- Given instruction
Format the listing as a numbered list, beginning at its first line and stopping after the line that contains "[0,0,391,106]". Leave out any blank lines.

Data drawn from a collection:
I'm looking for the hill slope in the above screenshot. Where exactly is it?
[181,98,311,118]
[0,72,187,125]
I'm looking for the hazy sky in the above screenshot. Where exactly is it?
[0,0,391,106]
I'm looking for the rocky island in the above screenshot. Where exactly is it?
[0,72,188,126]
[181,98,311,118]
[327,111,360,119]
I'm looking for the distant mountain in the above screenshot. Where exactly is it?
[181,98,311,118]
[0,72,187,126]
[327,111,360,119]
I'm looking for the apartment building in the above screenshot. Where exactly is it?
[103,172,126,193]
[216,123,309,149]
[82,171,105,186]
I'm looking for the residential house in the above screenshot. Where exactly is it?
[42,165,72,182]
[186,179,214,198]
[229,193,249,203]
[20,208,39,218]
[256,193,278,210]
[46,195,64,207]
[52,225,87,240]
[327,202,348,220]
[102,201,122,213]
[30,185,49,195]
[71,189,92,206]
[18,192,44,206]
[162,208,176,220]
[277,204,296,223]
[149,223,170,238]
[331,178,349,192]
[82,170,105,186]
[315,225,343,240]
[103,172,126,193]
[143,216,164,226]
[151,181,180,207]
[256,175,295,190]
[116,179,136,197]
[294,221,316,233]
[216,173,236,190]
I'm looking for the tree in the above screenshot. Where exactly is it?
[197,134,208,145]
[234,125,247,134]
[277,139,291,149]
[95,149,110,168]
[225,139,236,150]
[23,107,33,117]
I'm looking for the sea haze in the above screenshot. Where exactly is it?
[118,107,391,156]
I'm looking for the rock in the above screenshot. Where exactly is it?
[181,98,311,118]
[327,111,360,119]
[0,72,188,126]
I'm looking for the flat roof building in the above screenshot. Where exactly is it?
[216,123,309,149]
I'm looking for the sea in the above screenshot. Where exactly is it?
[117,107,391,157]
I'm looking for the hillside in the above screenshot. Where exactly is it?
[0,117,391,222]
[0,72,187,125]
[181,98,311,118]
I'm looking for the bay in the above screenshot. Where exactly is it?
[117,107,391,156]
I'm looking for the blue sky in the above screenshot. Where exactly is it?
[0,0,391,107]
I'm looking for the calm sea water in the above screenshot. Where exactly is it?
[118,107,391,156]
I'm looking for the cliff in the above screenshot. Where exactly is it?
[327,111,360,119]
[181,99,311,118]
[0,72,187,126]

- Finished exercise
1. I'm looking for the hill slope in the above screenshot. Where exactly is it?
2. [181,98,311,118]
3. [0,72,187,125]
4. I'm looking for the hazy sky in the above screenshot. Where exactly is it?
5. [0,0,391,106]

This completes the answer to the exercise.